» Data records:
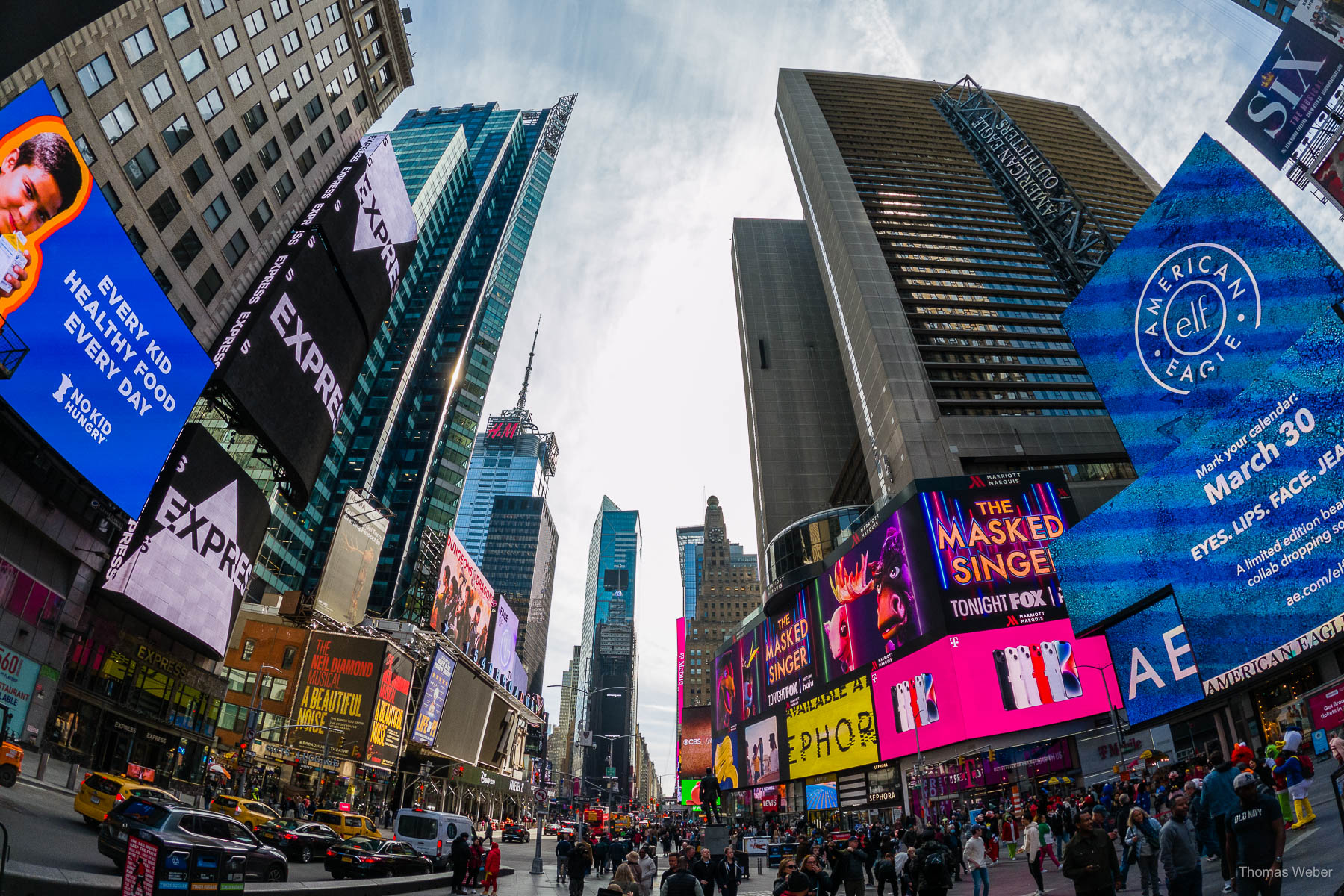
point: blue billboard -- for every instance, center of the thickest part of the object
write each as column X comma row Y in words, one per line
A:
column 99, row 361
column 1210, row 287
column 1241, row 523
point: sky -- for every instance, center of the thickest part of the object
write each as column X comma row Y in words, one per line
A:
column 672, row 136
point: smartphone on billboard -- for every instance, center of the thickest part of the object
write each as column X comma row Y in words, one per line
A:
column 1068, row 671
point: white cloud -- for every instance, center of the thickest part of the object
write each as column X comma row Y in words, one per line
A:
column 672, row 136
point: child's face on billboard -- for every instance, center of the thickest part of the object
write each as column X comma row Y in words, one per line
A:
column 28, row 196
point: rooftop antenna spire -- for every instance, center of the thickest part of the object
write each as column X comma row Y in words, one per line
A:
column 527, row 374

» What the exercise asks: The records above are to be duplicated exactly, pictures left out.

» Response to the exercise:
point: blue billboard -- for every instance, center of the thickest part of the object
write each as column X comma row Y in words, one per line
A:
column 99, row 361
column 1210, row 287
column 1241, row 523
point: sky -- for every instance, center of the thickest part of the object
write each as column X comma row Y in words, one per line
A:
column 672, row 136
point: smartphone on billboard -- for every instance, center of the thickest part of the object
write each as column X comma row Y in words, one per line
A:
column 1068, row 671
point: white cloud -- for every instance, center of the thickest part of the object
write each as column X comma row Y in words, one per line
A:
column 672, row 136
point: child's face on billboard -- for every instance, center of the thickest part of the object
write each as column X comma row Y in words, one per line
A:
column 28, row 196
point: rooftop antenna spire -- for every instance, center of the thickest part of the object
write each as column X comma row Y in words, one per line
A:
column 527, row 374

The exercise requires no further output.